> _Exercises to complete_:
1. From the article on Rupert Marshall-Luck, extract verbatim the part that opens with the words containing "Rupert Marshall-Luck (born" and closes with "English Music Festival.".
2. Name every publication that the article on Rupert Marshall-Luck cites as having praised his recordings.

> _Selected excerpt_:
━━━━
= Rupert Marshall-Luck =

British violinist and musicologist

Rupert Marshall-Luck (born Rupert Luck) is a British violinist and musicologist.

After reading Music at Cambridge University, he was awarded a postgraduate scholarship to continue his studies with the eminent pedagogue Simon Fischer and thereafter won a Distinction for his degree of Master of Music. He now appears as soloist and recitalist at major festivals and venues throughout the UK as well as in France, Germany, the Netherlands, the Republic of Ireland, Switzerland and the USA. He is married to Em Marshall-Luck, the organiser of the English Music Festival.

==Recordings==
Marshall-Luck has made several recordings with the pianist Matthew Rickard of works by British composers for the label EM Records, his discs including World Première recordings of compositions written during the late nineteenth and early twentieth centuries and which, in many cases, he has himself edited for performance (see also Musicology). These recordings have attracted much critical acclaim: his CDs of Violin Sonatas by Bliss, Walford Davies and York Bowen (EMR CD001) and of works for violin and piano by Elgar, Gurney and Sainsbury (EMR CD006) were both named as ‘Recordings of the Month’ by MusicWeb International; EMR CD001 was also commended by BBC Music Magazine: “Besides bombproof tuning and serious reserves of firepower, [Marshall-Luck’s] musicianship offers full-throated, gloss-free fullness of tone which would impress in any context”. His recording of Vaughan Williams’s Violin Sonata, Holst’s Five Pieces and Walford Davies’s Violin Sonata in E-flat was hailed by The Strad for its “deeply committed and discriminating performances... Marshall-Luck’s ability to spin cantabile lines with the subtlest of inflections pays dividends.”; whilst ‘Fanfare’ stated: “Marshall-Luck’s technique and intonation are flawless... each work is projected with knowing sensitivity and communicative expression.”
━━━━
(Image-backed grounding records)
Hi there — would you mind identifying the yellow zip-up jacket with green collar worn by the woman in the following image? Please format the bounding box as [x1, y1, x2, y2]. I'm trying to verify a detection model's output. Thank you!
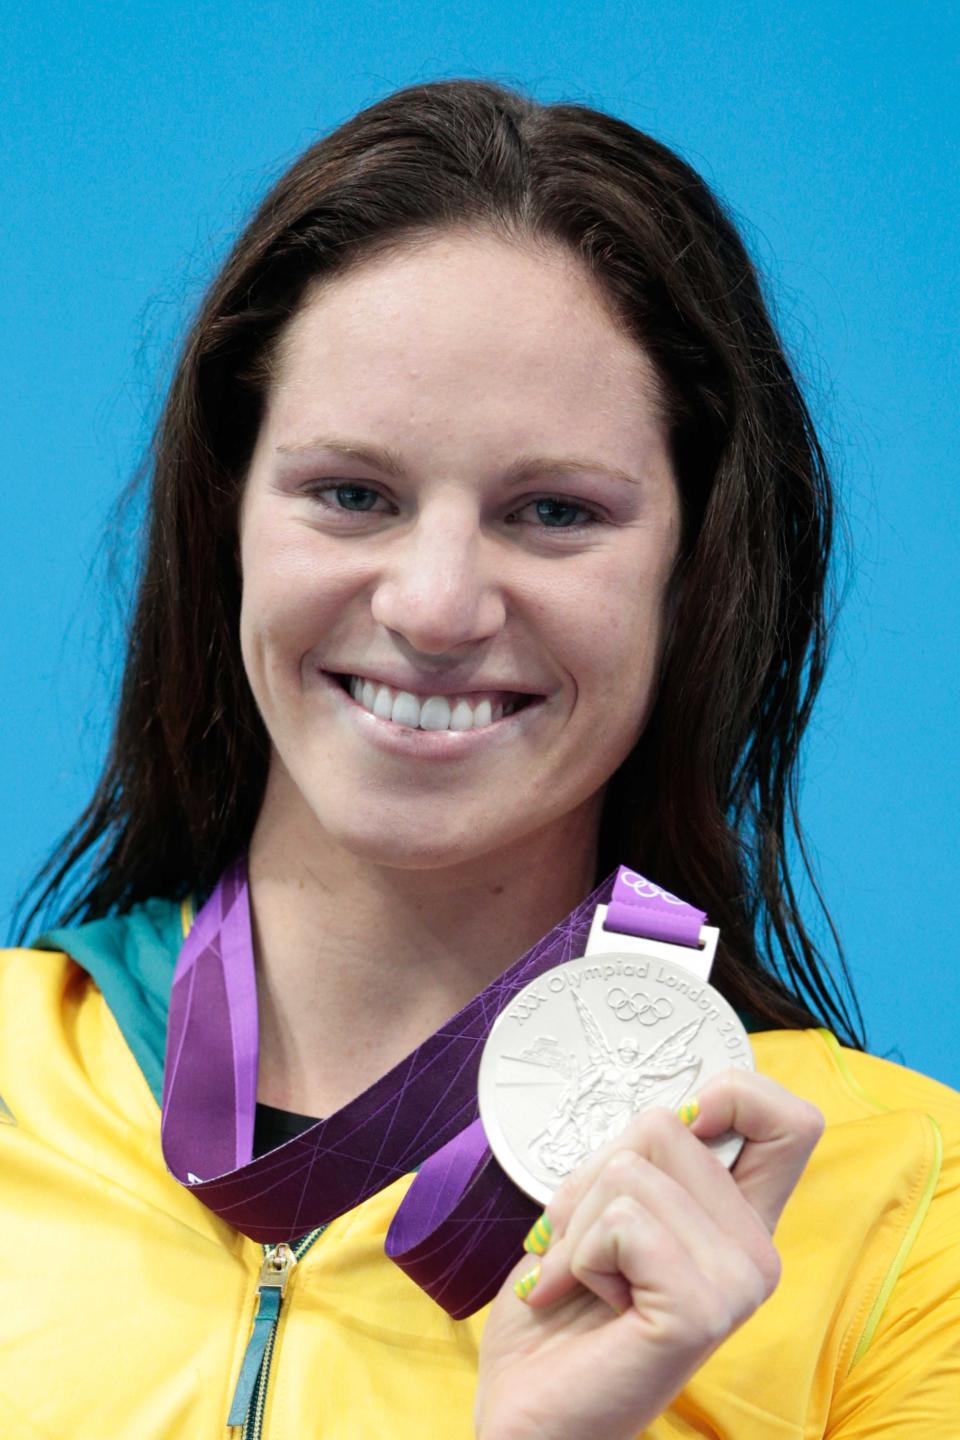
[0, 901, 960, 1440]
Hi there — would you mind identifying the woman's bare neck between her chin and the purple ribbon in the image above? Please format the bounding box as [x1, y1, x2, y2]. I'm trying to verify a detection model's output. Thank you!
[249, 815, 596, 1116]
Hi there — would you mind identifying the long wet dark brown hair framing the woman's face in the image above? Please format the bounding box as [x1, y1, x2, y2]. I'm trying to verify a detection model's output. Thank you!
[15, 81, 862, 1044]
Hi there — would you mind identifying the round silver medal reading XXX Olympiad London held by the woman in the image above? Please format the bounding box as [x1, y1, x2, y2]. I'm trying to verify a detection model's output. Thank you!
[479, 952, 754, 1205]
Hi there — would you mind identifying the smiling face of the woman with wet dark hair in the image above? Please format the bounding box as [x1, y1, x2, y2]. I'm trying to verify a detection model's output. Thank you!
[240, 233, 679, 868]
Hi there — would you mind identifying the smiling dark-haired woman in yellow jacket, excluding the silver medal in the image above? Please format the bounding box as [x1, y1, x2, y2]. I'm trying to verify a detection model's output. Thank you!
[0, 82, 960, 1440]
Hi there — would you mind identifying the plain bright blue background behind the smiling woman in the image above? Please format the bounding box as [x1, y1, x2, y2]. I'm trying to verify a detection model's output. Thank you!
[0, 0, 960, 1084]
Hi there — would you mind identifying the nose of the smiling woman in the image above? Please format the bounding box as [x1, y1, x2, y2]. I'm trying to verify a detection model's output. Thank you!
[371, 513, 507, 655]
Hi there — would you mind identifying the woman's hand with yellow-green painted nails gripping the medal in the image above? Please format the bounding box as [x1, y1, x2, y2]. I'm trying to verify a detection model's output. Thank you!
[475, 1070, 823, 1440]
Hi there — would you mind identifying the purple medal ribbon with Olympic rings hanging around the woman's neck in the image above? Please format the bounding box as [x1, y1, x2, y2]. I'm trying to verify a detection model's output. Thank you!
[161, 858, 705, 1319]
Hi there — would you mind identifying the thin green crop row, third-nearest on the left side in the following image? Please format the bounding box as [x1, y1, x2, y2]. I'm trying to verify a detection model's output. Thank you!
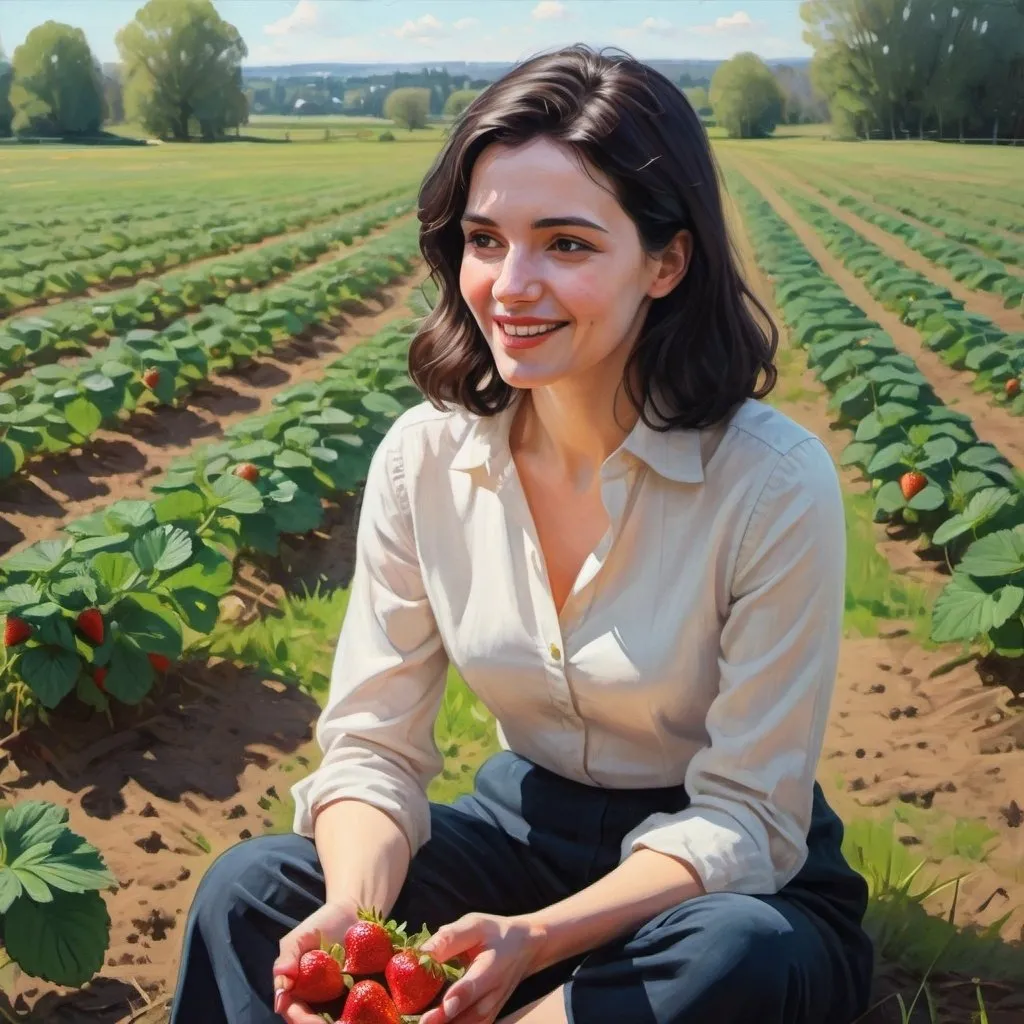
[0, 187, 415, 313]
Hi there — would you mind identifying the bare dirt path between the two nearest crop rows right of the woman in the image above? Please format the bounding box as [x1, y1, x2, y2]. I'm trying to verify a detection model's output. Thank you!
[724, 164, 1024, 470]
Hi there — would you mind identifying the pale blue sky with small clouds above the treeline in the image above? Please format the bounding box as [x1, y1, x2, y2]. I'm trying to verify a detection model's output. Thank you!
[0, 0, 811, 65]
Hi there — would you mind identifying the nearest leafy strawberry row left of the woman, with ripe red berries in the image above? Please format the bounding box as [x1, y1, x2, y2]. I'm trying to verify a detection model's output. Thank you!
[0, 321, 419, 712]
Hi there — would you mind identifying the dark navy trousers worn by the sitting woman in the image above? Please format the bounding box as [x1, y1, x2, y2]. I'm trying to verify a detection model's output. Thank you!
[171, 753, 873, 1024]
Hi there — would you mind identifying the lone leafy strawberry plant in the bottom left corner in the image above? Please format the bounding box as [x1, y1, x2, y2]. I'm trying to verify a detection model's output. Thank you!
[0, 800, 117, 986]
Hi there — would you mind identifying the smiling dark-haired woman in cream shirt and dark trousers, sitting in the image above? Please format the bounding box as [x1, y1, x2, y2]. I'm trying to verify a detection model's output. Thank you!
[172, 46, 872, 1024]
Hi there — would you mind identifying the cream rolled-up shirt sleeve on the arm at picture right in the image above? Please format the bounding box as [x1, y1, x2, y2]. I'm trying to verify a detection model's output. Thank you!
[623, 437, 847, 894]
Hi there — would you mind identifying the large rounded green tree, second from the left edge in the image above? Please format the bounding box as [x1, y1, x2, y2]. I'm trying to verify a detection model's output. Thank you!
[117, 0, 249, 141]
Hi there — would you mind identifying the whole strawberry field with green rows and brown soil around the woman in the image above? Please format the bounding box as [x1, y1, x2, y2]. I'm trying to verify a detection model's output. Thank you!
[0, 134, 1024, 1024]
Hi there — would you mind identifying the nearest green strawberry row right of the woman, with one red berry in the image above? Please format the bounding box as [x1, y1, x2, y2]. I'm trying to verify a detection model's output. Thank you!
[729, 171, 1024, 658]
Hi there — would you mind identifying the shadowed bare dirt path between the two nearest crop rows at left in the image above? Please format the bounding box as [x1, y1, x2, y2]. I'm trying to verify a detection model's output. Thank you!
[0, 268, 420, 556]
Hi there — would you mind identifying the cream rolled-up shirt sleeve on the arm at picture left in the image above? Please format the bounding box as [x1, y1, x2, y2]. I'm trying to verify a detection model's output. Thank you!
[292, 419, 449, 853]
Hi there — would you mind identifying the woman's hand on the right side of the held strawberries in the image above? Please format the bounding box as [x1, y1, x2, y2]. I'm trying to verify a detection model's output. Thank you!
[420, 913, 542, 1024]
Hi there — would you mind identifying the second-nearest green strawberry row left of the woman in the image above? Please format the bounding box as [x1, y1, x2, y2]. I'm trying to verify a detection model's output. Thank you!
[0, 202, 416, 479]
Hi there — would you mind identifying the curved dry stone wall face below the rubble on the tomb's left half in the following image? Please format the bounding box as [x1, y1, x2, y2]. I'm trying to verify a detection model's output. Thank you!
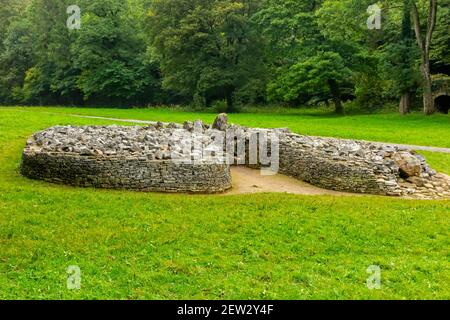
[21, 152, 231, 193]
━━━━
> _Solutions by task_:
1.
Rupert Marshall-Luck (born Rupert Luck) is a British violinist and musicologist.

After reading Music at Cambridge University, he was awarded a postgraduate scholarship to continue his studies with the eminent pedagogue Simon Fischer and thereafter won a Distinction for his degree of Master of Music. He now appears as soloist and recitalist at major festivals and venues throughout the UK as well as in France, Germany, the Netherlands, the Republic of Ireland, Switzerland and the USA. He is married to Em Marshall-Luck, the organiser of the English Music Festival.

2.
MusicWeb International
BBC Music Magazine
The Strad
Fanfare